### WRITTEN INSTRUCTION:
Convert the items below into a Markdown table with two columns, Row and Line. Give each line its own row with a running number, and leave out blank lines.

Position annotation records
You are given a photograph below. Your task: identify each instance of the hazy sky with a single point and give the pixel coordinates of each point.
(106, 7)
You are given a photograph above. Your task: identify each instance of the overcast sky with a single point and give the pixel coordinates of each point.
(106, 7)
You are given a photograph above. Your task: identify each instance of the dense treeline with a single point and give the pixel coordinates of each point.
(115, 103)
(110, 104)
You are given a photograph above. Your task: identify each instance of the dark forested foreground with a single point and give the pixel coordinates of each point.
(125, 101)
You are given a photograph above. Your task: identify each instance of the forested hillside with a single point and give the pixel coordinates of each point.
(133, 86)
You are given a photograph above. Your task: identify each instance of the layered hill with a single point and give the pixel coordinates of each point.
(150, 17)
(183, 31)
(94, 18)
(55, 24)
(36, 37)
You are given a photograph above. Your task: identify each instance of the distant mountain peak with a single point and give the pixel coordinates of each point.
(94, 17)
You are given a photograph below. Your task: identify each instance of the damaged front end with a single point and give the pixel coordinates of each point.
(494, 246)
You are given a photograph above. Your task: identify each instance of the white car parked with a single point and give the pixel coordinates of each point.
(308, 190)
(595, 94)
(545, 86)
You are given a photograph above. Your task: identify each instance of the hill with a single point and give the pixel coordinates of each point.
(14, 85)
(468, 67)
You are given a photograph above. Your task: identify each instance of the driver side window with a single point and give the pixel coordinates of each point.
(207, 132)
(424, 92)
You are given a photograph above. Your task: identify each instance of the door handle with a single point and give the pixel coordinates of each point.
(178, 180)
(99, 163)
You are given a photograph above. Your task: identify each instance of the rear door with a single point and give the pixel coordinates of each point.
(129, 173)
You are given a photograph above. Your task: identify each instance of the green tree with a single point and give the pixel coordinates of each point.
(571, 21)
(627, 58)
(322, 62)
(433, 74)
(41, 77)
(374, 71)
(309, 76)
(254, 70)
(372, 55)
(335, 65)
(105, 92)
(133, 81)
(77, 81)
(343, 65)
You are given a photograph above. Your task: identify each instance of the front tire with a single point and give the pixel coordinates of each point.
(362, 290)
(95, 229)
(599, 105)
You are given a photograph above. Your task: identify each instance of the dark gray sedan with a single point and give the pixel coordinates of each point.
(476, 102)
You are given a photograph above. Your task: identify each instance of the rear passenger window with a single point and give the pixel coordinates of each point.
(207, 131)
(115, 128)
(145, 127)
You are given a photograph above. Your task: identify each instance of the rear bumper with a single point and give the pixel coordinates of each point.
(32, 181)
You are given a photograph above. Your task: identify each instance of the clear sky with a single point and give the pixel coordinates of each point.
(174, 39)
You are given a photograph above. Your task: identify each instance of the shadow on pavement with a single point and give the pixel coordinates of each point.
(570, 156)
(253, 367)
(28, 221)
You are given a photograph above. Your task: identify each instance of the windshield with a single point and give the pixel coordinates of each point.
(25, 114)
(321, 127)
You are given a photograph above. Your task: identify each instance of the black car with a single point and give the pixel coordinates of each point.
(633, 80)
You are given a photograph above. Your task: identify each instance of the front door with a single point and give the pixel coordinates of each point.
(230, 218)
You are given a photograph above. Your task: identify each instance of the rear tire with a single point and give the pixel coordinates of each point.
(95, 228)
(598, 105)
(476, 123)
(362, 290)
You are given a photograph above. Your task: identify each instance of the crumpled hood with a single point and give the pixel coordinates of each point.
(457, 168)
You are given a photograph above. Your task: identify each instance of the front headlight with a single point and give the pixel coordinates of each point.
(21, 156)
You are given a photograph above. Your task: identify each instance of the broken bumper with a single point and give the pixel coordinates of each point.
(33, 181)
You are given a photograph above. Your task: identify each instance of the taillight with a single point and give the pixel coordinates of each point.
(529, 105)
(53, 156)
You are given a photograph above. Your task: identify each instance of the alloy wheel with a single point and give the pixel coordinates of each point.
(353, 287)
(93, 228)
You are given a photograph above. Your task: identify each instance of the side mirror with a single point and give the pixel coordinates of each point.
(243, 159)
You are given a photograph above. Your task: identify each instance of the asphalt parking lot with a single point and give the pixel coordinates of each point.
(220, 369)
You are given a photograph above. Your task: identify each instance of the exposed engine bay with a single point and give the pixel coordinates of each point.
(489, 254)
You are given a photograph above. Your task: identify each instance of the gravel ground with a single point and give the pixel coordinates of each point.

### SOLUTION FOR THIS PROBLEM:
| Row | Line |
|---|---|
| 1 | You are given a photograph below. Your task: identify each instance of the hazy sky with a single point and give the pixel coordinates of each point. |
| 2 | (106, 7) |
| 3 | You are given a photograph above. Your task: identify each instance of the overcast sky with a single point and give the pixel coordinates of each point. |
| 4 | (106, 7) |
| 5 | You are given a photograph above. Your task: identify each instance of the dense treeline with a single point and give the pixel coordinates of each point. |
| 6 | (115, 103) |
| 7 | (110, 104) |
| 8 | You are given a photograph above. Your task: identify each instance of the dark forested foreground with a single point and give the pixel coordinates of each point. |
| 9 | (125, 101) |
| 10 | You are given a photograph above. Your task: identify each instance of the forested hillside with a single point and give the pixel coordinates of each point. |
| 11 | (133, 86) |
| 12 | You are given a photograph above. Your task: identify each instance of the layered hill with a single point and give the pixel coordinates of each point. |
| 13 | (150, 17) |
| 14 | (183, 31) |
| 15 | (94, 18) |
| 16 | (55, 24) |
| 17 | (36, 37) |
| 18 | You are given a photograph above. Your task: identify each instance of the distant mountain peak with a single point and give the pixel coordinates of each point. |
| 19 | (94, 17) |
| 20 | You are given a photograph below. Your task: identify each instance of the damaged front end with a single point and give the pixel coordinates of each point. |
| 21 | (494, 246) |
| 22 | You are given a photograph above. Your task: identify each instance of the white car parked with a single point and give the pixel coordinates of each point. |
| 23 | (308, 190) |
| 24 | (595, 94) |
| 25 | (545, 86) |
| 26 | You are given a photograph above. Your task: identify each instance of the hill with a single point and give the pixel coordinates of each point. |
| 27 | (14, 85) |
| 28 | (468, 67) |
| 29 | You are given a photograph above. Your task: identify each instance of the driver side window with a single point and give the pixel coordinates of each point. |
| 30 | (207, 132) |
| 31 | (424, 92) |
| 32 | You are given a photograph above. Your task: identify each instance of the door handle with a single point and give the pixel coordinates of each point. |
| 33 | (178, 180) |
| 34 | (99, 163) |
| 35 | You are given a photograph above. Your task: identify each instance of the rear door with a single point and give the pixel coordinates of each point. |
| 36 | (129, 173) |
| 37 | You are given a photograph above. Your task: identify each instance of the green tree with a single point and give the pixel coordinates of each point. |
| 38 | (571, 21) |
| 39 | (627, 58) |
| 40 | (322, 62) |
| 41 | (433, 74) |
| 42 | (41, 77) |
| 43 | (374, 71) |
| 44 | (309, 76) |
| 45 | (254, 70) |
| 46 | (372, 55) |
| 47 | (335, 65) |
| 48 | (105, 92) |
| 49 | (133, 81) |
| 50 | (77, 81) |
| 51 | (343, 65) |
| 52 | You are given a photograph above. Your task: identify each instance of the front tire with a single point and give the pixel coordinates of each point. |
| 53 | (362, 290) |
| 54 | (95, 229) |
| 55 | (599, 105) |
| 56 | You are given a photograph above. Your task: identify each instance of the dark gray sedan with a single point and give the pixel coordinates of each point. |
| 57 | (476, 102) |
| 58 | You are given a photograph above. Your task: identify each instance of the rear passenger window with a single point and give the pixel coordinates of each point. |
| 59 | (207, 131) |
| 60 | (115, 128) |
| 61 | (145, 127) |
| 62 | You are given a photograph above. Your task: identify each instance of the rear bumper with a single point and give the pixel coordinates of each point. |
| 63 | (32, 181) |
| 64 | You are given a photograph above. Your task: identify each instance of the clear sky with a single point and give the pixel coordinates of each point. |
| 65 | (174, 39) |
| 66 | You are given a photograph above. Your task: identify each instance of the shadow on pavement with a single point and give the pixel coordinates of each point. |
| 67 | (570, 156) |
| 68 | (253, 367) |
| 69 | (28, 221) |
| 70 | You are given a photograph above. Your task: identify each instance of the windshield with a single point and give the pixel coordinates of each point. |
| 71 | (25, 114) |
| 72 | (321, 127) |
| 73 | You are given a photograph above. Your task: identify each instance of the black car with a single point and give the pixel coordinates of each point. |
| 74 | (633, 80) |
| 75 | You are given a photograph above. Your task: identify each instance of the front door with a single point and give the pixel coordinates of each point. |
| 76 | (230, 218) |
| 77 | You are given a photograph above. Your task: identify each instance of the rear tire with a single point and give the pixel coordinates of each point. |
| 78 | (95, 228) |
| 79 | (598, 105) |
| 80 | (476, 123) |
| 81 | (362, 290) |
| 82 | You are given a photograph above. Your task: identify each instance of the crumpled hood with a single point and give the pixel coordinates of each point. |
| 83 | (457, 168) |
| 84 | You are given a photograph above. Your task: identify each instance of the front headlight with a single point and give the pixel coordinates of each point. |
| 85 | (21, 156) |
| 86 | You are given a photograph above. Your task: identify each instance of the broken bumper with a single point and give the pixel coordinates of each point. |
| 87 | (33, 181) |
| 88 | You are given a photograph above. Your task: identify each instance of the taillight with a single point and give the pixel coordinates of each point. |
| 89 | (529, 105) |
| 90 | (53, 156) |
| 91 | You are given a photograph above. Your task: identify each instance of the alloy wheel with a single point and give the pixel coordinates of each point. |
| 92 | (353, 287) |
| 93 | (93, 228) |
| 94 | You are given a photograph above. Your task: identify each instance of the side mirror with a single point and give the pixel coordinates of each point. |
| 95 | (243, 159) |
| 96 | You are given a photograph above. Your task: identify each instance of the asphalt parking lot with a single point and give the pixel coordinates of each point. |
| 97 | (220, 369) |
| 98 | You are given a photograph above. Your task: identify each instance of the exposed engine bay with a single point and give the pixel coordinates of each point. |
| 99 | (489, 254) |
| 100 | You are given a photograph above. Your task: identify each instance of the gravel ground with a single point and give the pixel coordinates of each point. |